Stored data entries

......

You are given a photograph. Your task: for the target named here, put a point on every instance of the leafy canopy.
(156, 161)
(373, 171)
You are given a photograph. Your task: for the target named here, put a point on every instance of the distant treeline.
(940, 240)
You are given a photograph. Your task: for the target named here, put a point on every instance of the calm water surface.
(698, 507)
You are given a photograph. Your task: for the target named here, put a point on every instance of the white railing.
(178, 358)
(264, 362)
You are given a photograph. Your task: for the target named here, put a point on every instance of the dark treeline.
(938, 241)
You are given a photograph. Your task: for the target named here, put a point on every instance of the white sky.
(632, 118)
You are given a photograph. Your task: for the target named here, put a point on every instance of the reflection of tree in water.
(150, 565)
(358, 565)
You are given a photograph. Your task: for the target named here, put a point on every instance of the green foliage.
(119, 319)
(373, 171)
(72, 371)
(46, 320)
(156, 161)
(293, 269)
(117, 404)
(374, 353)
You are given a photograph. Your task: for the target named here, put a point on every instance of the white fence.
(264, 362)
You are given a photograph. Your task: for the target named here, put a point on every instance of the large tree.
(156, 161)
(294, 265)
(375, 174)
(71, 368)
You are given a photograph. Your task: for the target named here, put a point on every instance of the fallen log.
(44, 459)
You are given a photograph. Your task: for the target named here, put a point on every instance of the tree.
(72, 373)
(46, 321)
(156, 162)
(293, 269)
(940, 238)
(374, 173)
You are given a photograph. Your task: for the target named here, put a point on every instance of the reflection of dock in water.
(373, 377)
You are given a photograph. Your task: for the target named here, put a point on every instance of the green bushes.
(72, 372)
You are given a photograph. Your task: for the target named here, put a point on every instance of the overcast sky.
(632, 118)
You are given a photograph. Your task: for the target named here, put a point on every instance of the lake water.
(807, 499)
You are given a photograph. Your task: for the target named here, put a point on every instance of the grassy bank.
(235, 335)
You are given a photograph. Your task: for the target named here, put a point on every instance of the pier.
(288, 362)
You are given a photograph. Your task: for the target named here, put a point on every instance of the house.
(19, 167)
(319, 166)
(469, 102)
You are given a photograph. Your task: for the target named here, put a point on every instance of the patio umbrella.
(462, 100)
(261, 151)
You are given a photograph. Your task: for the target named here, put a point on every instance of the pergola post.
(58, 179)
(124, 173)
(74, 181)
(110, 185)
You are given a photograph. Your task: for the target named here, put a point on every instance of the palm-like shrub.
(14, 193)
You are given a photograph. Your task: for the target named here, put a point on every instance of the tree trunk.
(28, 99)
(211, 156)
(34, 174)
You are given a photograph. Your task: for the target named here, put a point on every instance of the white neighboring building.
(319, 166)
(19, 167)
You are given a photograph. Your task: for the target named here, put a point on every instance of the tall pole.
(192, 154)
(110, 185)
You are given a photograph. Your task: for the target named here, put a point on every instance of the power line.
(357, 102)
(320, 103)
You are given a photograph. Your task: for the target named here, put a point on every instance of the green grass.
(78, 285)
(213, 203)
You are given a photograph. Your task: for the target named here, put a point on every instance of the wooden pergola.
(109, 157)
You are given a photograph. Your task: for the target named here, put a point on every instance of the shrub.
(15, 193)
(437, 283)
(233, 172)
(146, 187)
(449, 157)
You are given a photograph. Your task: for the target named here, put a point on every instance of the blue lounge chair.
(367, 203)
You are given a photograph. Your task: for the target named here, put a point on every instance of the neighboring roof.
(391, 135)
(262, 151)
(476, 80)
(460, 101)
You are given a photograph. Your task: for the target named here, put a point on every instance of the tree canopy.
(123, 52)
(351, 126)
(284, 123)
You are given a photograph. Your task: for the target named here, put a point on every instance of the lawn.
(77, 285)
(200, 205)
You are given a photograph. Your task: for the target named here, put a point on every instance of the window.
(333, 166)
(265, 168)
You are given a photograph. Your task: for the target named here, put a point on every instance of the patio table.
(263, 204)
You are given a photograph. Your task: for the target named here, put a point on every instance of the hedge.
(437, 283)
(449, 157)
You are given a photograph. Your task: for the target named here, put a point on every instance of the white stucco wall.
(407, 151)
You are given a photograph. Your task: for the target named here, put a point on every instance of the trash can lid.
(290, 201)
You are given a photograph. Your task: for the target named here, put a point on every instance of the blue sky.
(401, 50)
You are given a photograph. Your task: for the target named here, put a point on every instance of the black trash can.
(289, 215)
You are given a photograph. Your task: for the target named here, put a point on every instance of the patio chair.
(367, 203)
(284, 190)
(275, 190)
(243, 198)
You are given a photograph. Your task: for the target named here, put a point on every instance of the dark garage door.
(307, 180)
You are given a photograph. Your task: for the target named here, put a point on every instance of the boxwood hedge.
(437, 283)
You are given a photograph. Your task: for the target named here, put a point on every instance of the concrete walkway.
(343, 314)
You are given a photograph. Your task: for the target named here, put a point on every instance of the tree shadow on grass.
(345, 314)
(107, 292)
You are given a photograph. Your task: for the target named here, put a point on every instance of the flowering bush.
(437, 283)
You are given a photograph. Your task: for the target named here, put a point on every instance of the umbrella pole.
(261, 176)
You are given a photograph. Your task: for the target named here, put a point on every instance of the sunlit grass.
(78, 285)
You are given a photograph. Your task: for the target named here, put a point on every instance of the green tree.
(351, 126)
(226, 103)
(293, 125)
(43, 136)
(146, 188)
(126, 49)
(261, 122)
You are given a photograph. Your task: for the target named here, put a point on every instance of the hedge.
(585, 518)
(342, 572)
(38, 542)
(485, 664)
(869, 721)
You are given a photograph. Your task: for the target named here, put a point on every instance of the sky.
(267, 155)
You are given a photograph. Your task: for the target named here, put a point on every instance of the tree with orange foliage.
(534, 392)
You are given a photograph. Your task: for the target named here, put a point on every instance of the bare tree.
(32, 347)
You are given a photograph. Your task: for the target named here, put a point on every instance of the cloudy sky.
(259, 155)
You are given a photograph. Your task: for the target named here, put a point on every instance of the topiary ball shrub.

......

■ What you will do ■
Please write out the entries above in full, exactly as they read.

■ Response to this exercise ■
You are given a photograph. Your task: for the target named here, put a point on every instance of the leafy canopy.
(156, 161)
(373, 171)
You are given a photograph. Your task: for the target named here, put a point on every instance of the distant treeline.
(940, 240)
You are given a photograph. Your task: for the target named here, put a point on every instance of the calm water surface.
(698, 507)
You are given a photograph. Your task: for the target named here, put a point on every instance of the white railing.
(178, 358)
(264, 362)
You are given a photograph. Your task: for the target named here, put a point on every instance of the dark treeline.
(938, 241)
You are given a photograph. Your task: for the target named here, put a point on every instance of the white sky.
(632, 118)
You are given a photograph. Your task: for the target named here, put a point on every instance of the reflection of tree in water.
(150, 565)
(358, 565)
You are given a photograph. Your task: for the target named here, put a point on every instance of the green foliage.
(119, 319)
(373, 171)
(72, 371)
(46, 320)
(156, 161)
(293, 269)
(117, 404)
(374, 353)
You are given a photograph. Your task: for the target named here, put a point on every instance of the white fence.
(264, 362)
You are given a photograph. Your task: for the target named here, put a point on every instance of the large tree.
(156, 161)
(294, 265)
(375, 174)
(71, 368)
You are given a photograph. Your task: for the target named here, put a point on every instance of the fallen log.
(44, 459)
You are given a photograph. Your task: for the target named here, put a point on every instance of the tree.
(72, 373)
(46, 321)
(156, 162)
(293, 269)
(940, 238)
(374, 173)
You are given a photograph. Your task: for the target named here, put a point on every instance of the reflection of dock in water.
(373, 377)
You are given a photograph. Your task: for the target named here, put a point on every instance of the green bushes.
(72, 372)
You are given a photograph. Your task: for the target named here, put a point on every instance of the overcast sky.
(632, 118)
You are given a photograph. Your task: for the target named here, put a point on every instance of the lake water.
(807, 499)
You are given a photograph. Your task: for the target named here, put a point on every instance of the grassy bank.
(235, 335)
You are given a photograph. Your task: for the target named here, put a point on every instance of the pier.
(288, 362)
You are given a photograph. Your task: for the target named here, put a point on every instance of the house.
(19, 167)
(319, 166)
(469, 102)
You are given a photograph. Your task: for the target named here, put a point on every instance of the patio umbrella.
(462, 100)
(261, 151)
You are given a photograph. Your task: for the target named here, put a point on every instance of the pergola post.
(58, 179)
(124, 173)
(74, 181)
(110, 185)
You are given a photograph. Your task: for the target named here, put a point on every instance of the palm-like shrub.
(14, 193)
You are given a photograph. Your task: for the target named here, put a point on every instance of the tree trunk.
(28, 99)
(211, 156)
(34, 174)
You are given a photograph. Your task: for the target named here, put a point on every instance of the white neighboring building.
(319, 166)
(19, 167)
You are given a photograph. Your task: for the target named here, put a point on every instance of the tall pole.
(192, 154)
(110, 185)
You are given a photograph. Your task: for the target named here, put a point on every instance of the power line.
(357, 102)
(320, 103)
You are given a photograph. Your task: for the target named here, put a point on every instance of the green grass.
(78, 285)
(213, 203)
You are given a photograph. Your task: for the target named here, put a point on every instance of the wooden pergola.
(109, 157)
You are given a photograph. Your task: for the target named here, put a point on every instance of the shrub.
(15, 193)
(437, 283)
(233, 172)
(146, 187)
(449, 157)
You are given a photograph. Your task: for the target named here, put a point on every instance of the blue lounge chair.
(367, 203)
You are given a photograph. Your task: for the target named here, put a point on every instance of the neighboring roof.
(391, 135)
(262, 151)
(476, 80)
(460, 101)
You are given a photograph. Your task: for the target named here, put a point on every instance of the tree canopy.
(123, 52)
(351, 126)
(284, 123)
You are given a photograph. Your task: for the target named here, put a point on every instance of the lawn.
(77, 285)
(200, 205)
You are given a photograph. Your task: for the target named here, put a point on every instance of the window.
(333, 166)
(265, 168)
You are given a photograph. Your task: for the target named here, put a point on every instance of the patio table.
(263, 204)
You are given a photograph. Your task: for the target named here, put a point on every instance of the hedge.
(437, 283)
(449, 157)
You are given a photograph. Your task: for the target named here, put a point on every instance of the white stucco wall.
(407, 151)
You are given a photograph. Your task: for the target named here, put a point on every instance of the trash can lid.
(290, 201)
You are given a photograph. Your task: for the target named here, put a point on every instance of the blue sky.
(401, 50)
You are given a photograph. Your task: for the target named here, put a point on every instance of the black trash can.
(289, 215)
You are given a photograph. Your task: for the target named here, put a point on every instance of the patio chair.
(367, 203)
(284, 190)
(275, 190)
(243, 198)
You are given a photograph. Your task: for the target named here, put a point on every instance of the dark garage door.
(307, 180)
You are given a photograph. Your task: for the target named here, put a point on every instance of the boxwood hedge.
(437, 283)
You are given a photograph. Your task: for the target named here, put a point on every instance of the concrete walkway.
(343, 314)
You are given a photograph. Your task: for the target named here, put a point on every instance of the tree shadow on grass.
(345, 314)
(107, 292)
You are given a photograph. Your task: for the target named here, put a point on every instance of the flowering bush.
(437, 283)
You are given a photograph. Your task: for the target named here, put a point on every instance of the umbrella pole.
(261, 176)
You are given a photograph. Your task: for the target named here, put a point on every instance of the sunlit grass.
(78, 285)
You are given a photograph. Your task: for the target named here, put a point on every instance of the green tree.
(351, 126)
(226, 103)
(293, 125)
(43, 136)
(146, 188)
(126, 49)
(261, 122)
You are given a photograph. Your task: for the target named here, put a point on every instance of the hedge.
(585, 518)
(342, 572)
(38, 542)
(485, 664)
(869, 721)
You are given a photograph. Your task: for the target named here, put a point on every instance of the sky.
(267, 155)
You are given a photograph. Your task: for the target named here, put a point on every instance of the tree with orange foliage.
(534, 392)
You are given a photograph. Your task: for the target named here, put a point on every instance of the bare tree.
(32, 347)
You are given a photograph. Your task: for the target named here, put a point on every instance of the cloudy sky.
(259, 155)
You are given a photograph. Your task: for the target named here, put a point on every instance of the topiary ball shrub.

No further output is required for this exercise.